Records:
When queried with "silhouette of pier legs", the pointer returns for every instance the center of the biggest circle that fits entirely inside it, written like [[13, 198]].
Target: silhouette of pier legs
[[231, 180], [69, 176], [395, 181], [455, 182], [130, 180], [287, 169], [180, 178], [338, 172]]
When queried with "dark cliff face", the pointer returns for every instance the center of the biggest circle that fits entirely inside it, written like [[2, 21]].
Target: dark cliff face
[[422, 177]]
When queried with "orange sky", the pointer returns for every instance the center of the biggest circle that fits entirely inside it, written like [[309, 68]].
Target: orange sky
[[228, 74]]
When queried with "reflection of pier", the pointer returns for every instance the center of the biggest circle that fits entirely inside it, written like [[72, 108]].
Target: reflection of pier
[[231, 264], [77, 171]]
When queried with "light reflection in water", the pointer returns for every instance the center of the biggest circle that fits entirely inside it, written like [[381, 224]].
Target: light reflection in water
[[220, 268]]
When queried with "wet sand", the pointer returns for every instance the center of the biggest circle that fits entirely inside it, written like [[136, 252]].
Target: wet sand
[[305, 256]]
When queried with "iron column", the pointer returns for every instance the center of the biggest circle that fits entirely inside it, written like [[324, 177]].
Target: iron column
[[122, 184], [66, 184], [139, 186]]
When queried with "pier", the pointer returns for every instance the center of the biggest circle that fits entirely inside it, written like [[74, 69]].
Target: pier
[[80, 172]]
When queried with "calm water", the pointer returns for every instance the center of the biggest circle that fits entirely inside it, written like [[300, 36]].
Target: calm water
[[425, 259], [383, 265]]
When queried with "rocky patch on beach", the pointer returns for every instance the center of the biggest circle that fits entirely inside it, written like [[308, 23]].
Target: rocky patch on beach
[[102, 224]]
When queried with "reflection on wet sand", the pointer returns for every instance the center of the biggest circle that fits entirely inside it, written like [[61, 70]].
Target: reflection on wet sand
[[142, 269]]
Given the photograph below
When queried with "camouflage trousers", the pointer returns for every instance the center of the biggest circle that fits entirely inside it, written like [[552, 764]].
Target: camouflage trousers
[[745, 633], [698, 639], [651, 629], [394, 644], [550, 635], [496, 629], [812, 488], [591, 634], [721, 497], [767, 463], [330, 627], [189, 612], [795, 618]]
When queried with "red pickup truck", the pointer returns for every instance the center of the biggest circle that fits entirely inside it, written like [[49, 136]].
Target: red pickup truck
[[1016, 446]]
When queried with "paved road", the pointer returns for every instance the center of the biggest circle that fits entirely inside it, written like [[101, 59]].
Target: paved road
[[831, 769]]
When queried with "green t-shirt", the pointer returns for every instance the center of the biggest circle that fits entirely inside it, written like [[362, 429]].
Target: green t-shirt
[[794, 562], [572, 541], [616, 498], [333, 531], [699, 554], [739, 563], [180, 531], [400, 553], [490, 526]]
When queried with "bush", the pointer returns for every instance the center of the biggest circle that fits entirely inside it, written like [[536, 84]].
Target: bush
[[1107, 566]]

• AIM:
Could you rewrite the material above as a two-column CSV with the header row request,answer and one row for each request in the material? Put each request's text and its answer in their own quoted fields, and turn any line breaks into spaces.

• WRITTEN ANSWER:
request,answer
"When queried with ""silhouette of pier legs"", the pointer returns for every instance the center of the biggest circle that fits entirely inside it, written like [[13, 198]]. Target: silhouette of pier legs","[[231, 180], [69, 176], [395, 181], [455, 182], [130, 180], [287, 169], [180, 178], [338, 172]]"
"When queried with ""dark cliff face"", the pointer returns for every instance the center of the biggest circle that fits entirely inside it, written like [[2, 21]]. Target: dark cliff face","[[422, 177]]"
"When queried with ""orange sky"", the pointer returns for every instance the center of the biggest circle that fits entirely inside it, written like [[309, 68]]. Target: orange sky","[[228, 74]]"
"When queried with ""reflection of pier"", the pointer returns for every instance the center of the biggest circle that fits entirely inside it, written like [[72, 108]]. Target: reflection of pier","[[231, 264], [77, 171]]"
"When queried with ""light reflection in water"", the pointer returns for every instance the center of the biggest circle that fits entirely inside it, written like [[381, 224]]. Target: light reflection in water","[[220, 268]]"
"When queried with ""wet sand"", the pointer returns for every instance the center of the biggest circle that fits entirely inside it, written like [[136, 252]]. Target: wet sand","[[305, 256]]"
"When queried with ""iron column"", the pointer returns for every instance the center of the biggest circle that fits entirely inside it, written like [[324, 177]]. Target: iron column","[[122, 184], [66, 184], [139, 186]]"
"When queried with ""pier"", the pointer returns for every instance the center of the biggest circle that fits entirely inside it, written like [[74, 69]]. Target: pier","[[80, 172]]"
"When queried with ""calm water"", the pointer returns for every instance the center of the biggest circle that fits entirely inside it, written like [[300, 36]]. Target: calm water","[[425, 259], [383, 265]]"
"When queried with ""rocky patch on beach"", the pointer returns for every instance the center of the biggest circle that fits entirely inside it, written like [[308, 23]]. Target: rocky patch on beach","[[102, 224]]"
"When queried with ""reflection on wet sand"", the pointer returns for every instance the center of the biggest circle that fits entirely inside it, written like [[61, 70]]. Target: reflection on wet sand","[[142, 269]]"
"Given the photograph below When queried with ""camouflage trousers"", the pointer returns for every instance the center of the biggest circle that fits entirely inside it, written like [[552, 764]]. Target: camouflage trousers","[[745, 633], [698, 639], [651, 629], [394, 644], [550, 635], [496, 629], [812, 488], [591, 634], [721, 497], [767, 463], [330, 627], [189, 612], [795, 618]]"
"When queried with ""red pickup truck"", the pointer returns for every instance the center of the biggest circle that fits entirely inside it, written like [[49, 136]]. Target: red pickup truck","[[1016, 446]]"
"When queried with ""paved road"", the pointer returns for every instance the center of the biggest circle that fits entirely inside it, written like [[101, 59]]. Target: paved road","[[831, 769]]"
"When queried with ""green t-shirt"", the pointer returns for every instance the center of the biggest circle that fits entirely inside it, written like [[362, 429]]. Target: green t-shirt","[[794, 562], [572, 541], [616, 498], [333, 531], [699, 554], [739, 563], [180, 531], [400, 553], [490, 526]]"
"When queried with ""bush"", the pointer returns for every instance the center of the biggest circle that fits entirely inside it, written like [[536, 84]]. Target: bush","[[1107, 566]]"